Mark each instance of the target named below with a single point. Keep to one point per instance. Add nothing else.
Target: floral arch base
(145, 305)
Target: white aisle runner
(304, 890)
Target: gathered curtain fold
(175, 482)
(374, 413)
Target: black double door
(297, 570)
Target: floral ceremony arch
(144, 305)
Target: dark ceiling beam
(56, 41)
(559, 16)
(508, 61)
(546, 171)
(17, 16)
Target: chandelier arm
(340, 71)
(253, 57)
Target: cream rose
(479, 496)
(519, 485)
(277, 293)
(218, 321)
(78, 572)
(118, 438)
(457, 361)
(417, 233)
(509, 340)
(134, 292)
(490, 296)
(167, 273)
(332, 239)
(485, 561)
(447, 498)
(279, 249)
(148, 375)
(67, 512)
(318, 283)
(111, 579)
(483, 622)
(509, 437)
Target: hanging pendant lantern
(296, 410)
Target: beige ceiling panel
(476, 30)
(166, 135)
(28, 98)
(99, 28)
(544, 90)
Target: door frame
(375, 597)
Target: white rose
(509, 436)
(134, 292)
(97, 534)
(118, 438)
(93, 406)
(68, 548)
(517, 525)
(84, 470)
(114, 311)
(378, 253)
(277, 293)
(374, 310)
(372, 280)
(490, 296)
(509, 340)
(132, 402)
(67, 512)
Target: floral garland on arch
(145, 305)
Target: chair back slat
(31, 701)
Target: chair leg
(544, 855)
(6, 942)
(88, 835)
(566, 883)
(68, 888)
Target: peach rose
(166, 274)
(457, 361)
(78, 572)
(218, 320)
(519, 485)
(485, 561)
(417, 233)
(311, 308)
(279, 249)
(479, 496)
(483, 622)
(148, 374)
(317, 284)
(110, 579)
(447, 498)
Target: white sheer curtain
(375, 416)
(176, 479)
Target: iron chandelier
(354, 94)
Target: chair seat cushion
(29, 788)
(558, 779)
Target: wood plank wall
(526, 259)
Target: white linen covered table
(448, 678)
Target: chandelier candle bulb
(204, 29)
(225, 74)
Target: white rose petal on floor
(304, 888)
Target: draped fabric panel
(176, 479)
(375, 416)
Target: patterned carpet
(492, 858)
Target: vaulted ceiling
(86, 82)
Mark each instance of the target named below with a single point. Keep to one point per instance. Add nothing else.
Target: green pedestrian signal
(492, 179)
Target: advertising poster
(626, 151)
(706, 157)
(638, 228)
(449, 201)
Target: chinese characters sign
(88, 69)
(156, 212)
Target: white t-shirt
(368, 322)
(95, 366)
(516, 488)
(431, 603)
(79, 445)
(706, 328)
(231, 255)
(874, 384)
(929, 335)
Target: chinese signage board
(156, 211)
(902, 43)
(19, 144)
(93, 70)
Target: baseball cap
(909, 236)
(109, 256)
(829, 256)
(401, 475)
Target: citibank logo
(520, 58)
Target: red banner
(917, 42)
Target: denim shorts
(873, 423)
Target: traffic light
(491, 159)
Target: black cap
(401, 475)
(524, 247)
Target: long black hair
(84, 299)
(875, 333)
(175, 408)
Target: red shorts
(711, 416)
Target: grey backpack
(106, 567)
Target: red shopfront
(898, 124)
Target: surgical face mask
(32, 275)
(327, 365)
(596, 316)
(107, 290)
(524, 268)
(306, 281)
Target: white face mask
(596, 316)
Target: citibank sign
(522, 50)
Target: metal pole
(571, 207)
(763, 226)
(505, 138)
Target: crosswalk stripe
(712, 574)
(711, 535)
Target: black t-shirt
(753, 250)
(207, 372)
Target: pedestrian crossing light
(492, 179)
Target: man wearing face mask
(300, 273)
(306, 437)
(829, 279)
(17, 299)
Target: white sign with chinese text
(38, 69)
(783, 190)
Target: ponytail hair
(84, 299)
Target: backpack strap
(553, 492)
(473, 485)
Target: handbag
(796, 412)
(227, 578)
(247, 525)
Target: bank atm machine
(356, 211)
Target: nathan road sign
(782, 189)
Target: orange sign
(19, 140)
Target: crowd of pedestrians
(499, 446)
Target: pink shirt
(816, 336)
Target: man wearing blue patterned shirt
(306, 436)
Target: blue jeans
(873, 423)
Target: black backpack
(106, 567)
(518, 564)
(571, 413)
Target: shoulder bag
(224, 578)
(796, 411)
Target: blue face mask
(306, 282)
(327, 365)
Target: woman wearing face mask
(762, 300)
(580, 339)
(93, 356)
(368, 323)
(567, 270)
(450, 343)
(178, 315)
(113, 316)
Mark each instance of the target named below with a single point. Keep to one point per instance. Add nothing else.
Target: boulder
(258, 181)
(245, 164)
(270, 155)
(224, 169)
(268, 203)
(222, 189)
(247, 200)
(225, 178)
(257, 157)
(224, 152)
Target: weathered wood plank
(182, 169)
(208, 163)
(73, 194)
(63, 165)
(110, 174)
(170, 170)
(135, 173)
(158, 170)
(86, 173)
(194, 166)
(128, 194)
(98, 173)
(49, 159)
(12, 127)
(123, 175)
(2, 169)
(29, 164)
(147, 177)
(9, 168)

-*-

Nothing may be left out. Copy each line of the listing exactly.

Mark each instance of the target named below with a single point. Keep to one point per instance. Add nothing else.
Target: floral arch base
(145, 305)
Target: white aisle runner
(304, 890)
Target: gathered curtain fold
(175, 482)
(374, 413)
Target: black double door
(297, 570)
Target: floral ceremony arch
(144, 305)
Target: dark ceiling beam
(56, 41)
(559, 16)
(508, 61)
(546, 171)
(17, 16)
Target: chandelier arm
(340, 71)
(253, 57)
Target: cream rose
(479, 496)
(519, 485)
(277, 293)
(218, 321)
(78, 572)
(118, 438)
(457, 361)
(417, 233)
(509, 340)
(134, 292)
(490, 296)
(167, 273)
(332, 239)
(485, 561)
(447, 498)
(279, 249)
(148, 375)
(67, 512)
(318, 283)
(111, 579)
(483, 622)
(509, 437)
Target: hanging pendant lantern
(296, 410)
Target: beige ceiling panel
(476, 30)
(166, 135)
(28, 98)
(99, 28)
(544, 90)
Target: door frame
(375, 597)
Target: white rose
(509, 436)
(134, 292)
(97, 534)
(118, 438)
(93, 406)
(68, 548)
(517, 525)
(84, 470)
(114, 311)
(378, 253)
(277, 293)
(374, 310)
(372, 280)
(490, 296)
(509, 340)
(132, 402)
(67, 512)
Target: floral garland on arch
(145, 305)
Target: chair back slat
(31, 701)
Target: chair leg
(544, 855)
(6, 942)
(88, 835)
(566, 883)
(68, 888)
Target: peach rose
(166, 274)
(457, 361)
(78, 572)
(218, 320)
(519, 485)
(485, 561)
(417, 233)
(311, 308)
(279, 249)
(479, 496)
(483, 622)
(148, 374)
(317, 284)
(110, 579)
(447, 498)
Target: white sheer curtain
(375, 416)
(176, 479)
Target: iron chandelier
(354, 94)
Target: chair seat cushion
(29, 788)
(558, 779)
Target: wood plank wall
(526, 259)
Target: white linen covered table
(448, 678)
Target: chandelier candle bulb
(204, 29)
(225, 74)
Target: white rose petal on floor
(304, 888)
Target: draped fabric panel
(176, 479)
(375, 416)
Target: patterned carpet
(492, 858)
Target: vaulted ceiling
(86, 82)
Mark each instance of the target named below with a single point. Keep to one point per instance. Add nothing else.
Target: green pedestrian signal
(492, 179)
Target: advertising poster
(626, 151)
(706, 157)
(638, 228)
(449, 201)
Target: chinese characters sign
(88, 69)
(156, 212)
Target: white t-shirt
(368, 322)
(95, 366)
(516, 488)
(431, 603)
(79, 445)
(706, 328)
(231, 255)
(874, 384)
(929, 335)
Target: chinese signage board
(156, 211)
(902, 43)
(19, 144)
(93, 70)
Target: baseball cap
(909, 236)
(109, 256)
(829, 256)
(401, 475)
Target: citibank logo
(520, 58)
Target: red banner
(917, 42)
Target: denim shorts
(873, 423)
Target: traffic light
(491, 159)
Target: black cap
(401, 475)
(524, 247)
Target: long black hair
(84, 299)
(875, 333)
(175, 408)
Target: red shorts
(711, 416)
Target: grey backpack
(106, 567)
Target: red shopfront
(898, 124)
Target: surgical face mask
(32, 275)
(327, 365)
(596, 316)
(107, 290)
(524, 268)
(306, 281)
Target: white face mask
(596, 316)
Target: citibank sign
(522, 50)
Target: metal pole
(571, 207)
(763, 226)
(505, 138)
Target: crosswalk stripe
(712, 574)
(711, 535)
Target: black t-shirt
(753, 250)
(207, 372)
Target: pedestrian crossing light
(492, 179)
Target: man wearing face mask
(300, 273)
(306, 437)
(829, 279)
(17, 299)
Target: white sign with chinese text
(38, 69)
(783, 190)
Target: ponytail hair
(84, 299)
Target: backpack strap
(553, 492)
(473, 485)
Target: handbag
(796, 412)
(227, 578)
(247, 525)
Target: bank atm machine
(356, 211)
Target: nathan road sign
(782, 189)
Target: orange sign
(19, 140)
Target: crowd of pedestrians
(499, 446)
Target: pink shirt
(816, 336)
Target: man wearing blue patterned shirt
(306, 436)
Target: blue jeans
(873, 423)
Target: black backpack
(106, 567)
(518, 564)
(571, 413)
Target: shoulder bag
(224, 578)
(796, 411)
Target: blue face mask
(306, 282)
(327, 365)
Target: woman wearing face mask
(762, 300)
(580, 339)
(93, 356)
(368, 323)
(567, 270)
(450, 343)
(178, 315)
(113, 316)
Mark each instance of the target named below with a single point. Keep to one point per instance. Add nothing else.
Target: boulder
(258, 181)
(245, 164)
(270, 155)
(224, 169)
(268, 203)
(222, 189)
(247, 200)
(225, 178)
(257, 157)
(224, 152)
Target: weathered wood plank
(182, 169)
(208, 163)
(73, 194)
(63, 165)
(110, 174)
(170, 170)
(135, 173)
(158, 170)
(86, 173)
(194, 166)
(128, 194)
(98, 173)
(49, 159)
(12, 127)
(123, 175)
(2, 169)
(29, 164)
(147, 177)
(9, 168)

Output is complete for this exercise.